Provided passage:
(begin)
The quarters finally obtained were very desirable; fine large parlors on the first floor, on Chestnut street, at the fashionable west end, directly opposite the Young Men's Christian Association. The other members of the committee being married ladies, Miss Anthony, as a feme sole, was alone held capable of making a contract, and was therefore obliged to assume the pecuniary responsibility of the rooms. Thus it is ever the married women who are more especially classed with lunatics, idiots and crimi nals, and held incapable of managing their own business. It has always been part of the code of slavery, that the slave had no right to property; all his earnings and gifts belonging by law, to the master. Married women come under this same civil code. The following letter was extensively circulated and published in all the leading journals:

NATIONAL WOMAN SUFFRAGE PARLORS,

1,431 Chestnut Street, PHILADELPHIA, PA. The National Woman Suffrage Association has established its centennial headquarters in Philadelphia, at 1,431 Chestnut street. The parlors, in charge of the officers of the association, are devoted to the special work of the year, pertaining to the centennial celebration and the political party conventions; also to calls, receptions, conversazioni, etc. On the table a centennial autograph book receives the names of visitors. Friends at a distance, both men and women, who cannot call, are invited to send their names, with date and residence, accompanied by a short expressive sentiment and a contribution toward expenses. In the rooms are books, papers, reports and decisions, speeches, tracts, and photographs of distinguished women; also mottoes and pictures expressive of woman's

condition. In addition to the parlor gatherings, meetings and conventions will be held during the season in various halls and churches throughout the city.
(end)
(Location identification items)
(begin)
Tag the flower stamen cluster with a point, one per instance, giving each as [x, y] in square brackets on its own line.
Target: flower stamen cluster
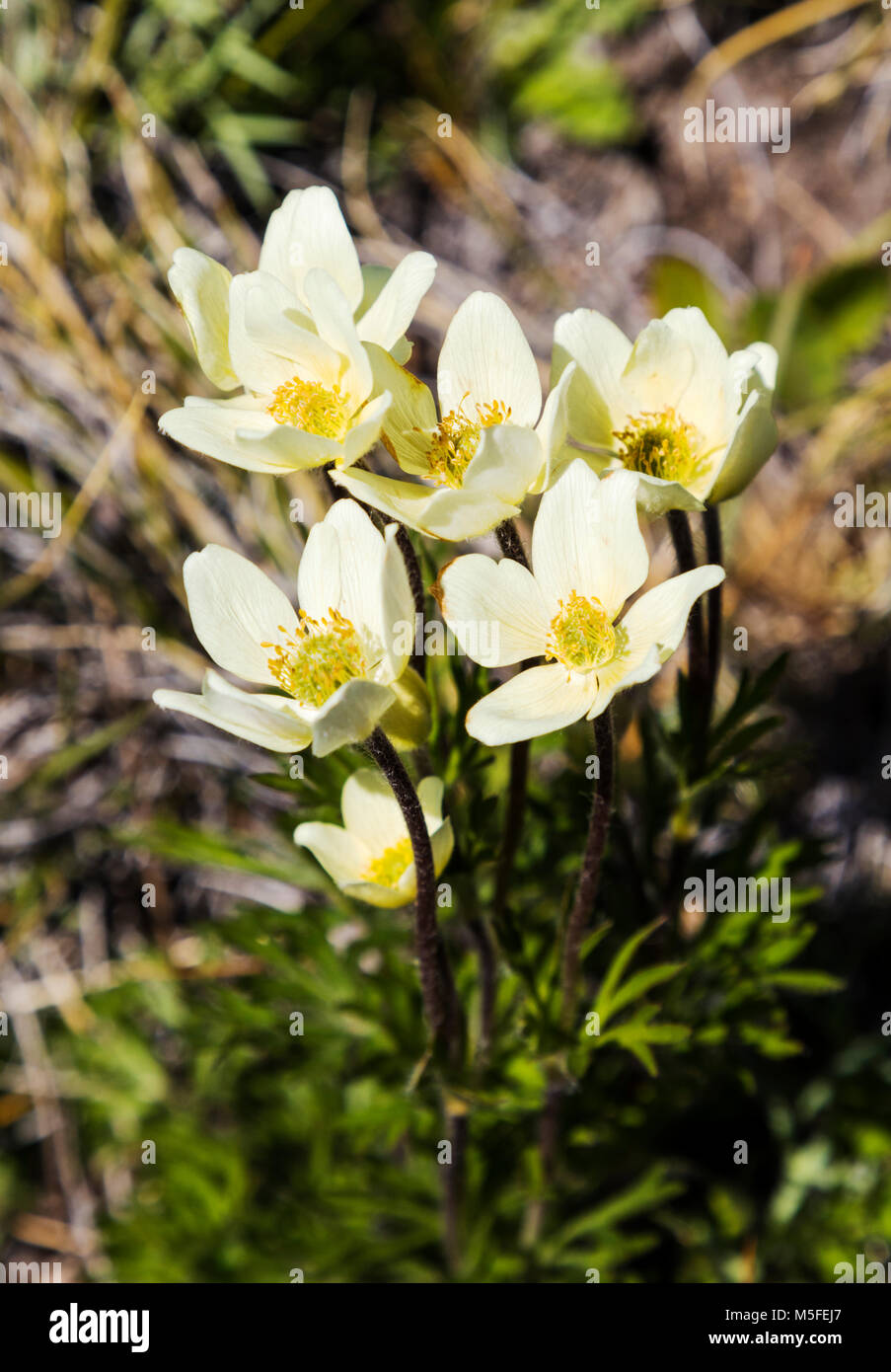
[581, 634]
[387, 869]
[457, 438]
[317, 658]
[661, 443]
[310, 407]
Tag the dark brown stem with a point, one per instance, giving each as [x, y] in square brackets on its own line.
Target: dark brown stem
[509, 542]
[454, 1185]
[437, 988]
[590, 875]
[513, 822]
[485, 953]
[711, 521]
[510, 546]
[415, 583]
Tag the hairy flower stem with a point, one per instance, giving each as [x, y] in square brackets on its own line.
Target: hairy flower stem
[711, 523]
[454, 1181]
[590, 875]
[697, 658]
[437, 988]
[415, 584]
[510, 546]
[509, 542]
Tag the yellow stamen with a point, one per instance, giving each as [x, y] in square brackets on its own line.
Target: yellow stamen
[581, 636]
[312, 408]
[387, 869]
[455, 440]
[661, 443]
[323, 654]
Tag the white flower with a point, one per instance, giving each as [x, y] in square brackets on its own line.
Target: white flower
[370, 858]
[588, 556]
[289, 338]
[337, 660]
[491, 445]
[696, 422]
(end)
Work to do:
1/ Decide whether each statement agrees with the passage on the suffrage parlors in Philadelphia, answering yes or no and quoting the deciding words: (a) The parlors were on the first floor on Chestnut street. (b) Miss Anthony assumed the pecuniary responsibility because she was the only married lady on the committee. (c) Visitors' names were recorded in a centennial autograph book.
2/ Resume the passage about the Philadelphia suffrage headquarters, starting right after its final sentence.

Task answers:
1/
(a) Yes: "fine large parlors on the first floor, on Chestnut street"
(b) No: "The other members of the committee being married ladies, Miss Anthony, as a feme sole, was alone held capable of making a contract"
(c) Yes: "On the table a centennial autograph book receives the names of visitors."

2/
On July Fourth, while the men of this nation and the world are rejoicing that "All men are free and equal" in the United States, a declaration of rights for women will be issued from these headquarters, and a protest against calling this centennial a celebration of the independence of the people, while one-half are still political slaves.

Let the women of the whole land, on that day, in meetings, in parlors, in kitchens, wherever they may be, unite with us in this declaration and protest. And, immediately thereafter, send full reports, in manuscript or print, of their resolutions, speeches and action, for record in our centennial book, that the world may see that the women of 1876 know and feel their political degradation no less than did the men of 1776.

The first woman's rights convention the world ever knew, called by Lucretia Mott and Elizabeth Cady Stanton, met at Seneca Falls, N. Y., July 19, 20, 1848. In commemoration of the twenty-eighth anniversary of that event, the National Woman Suffrage Association will hold in hall, Philadelphia, July 19, 20, of the present year, a grand mass convention, in which eminent reformers from the new and old world will take part. Friends are especially invited to be present on this historic occasion.

MATILDA JOSLYN GAGE, Chairman Executive Committee.

SUSAN B. ANTHONY, Corresponding Secretary.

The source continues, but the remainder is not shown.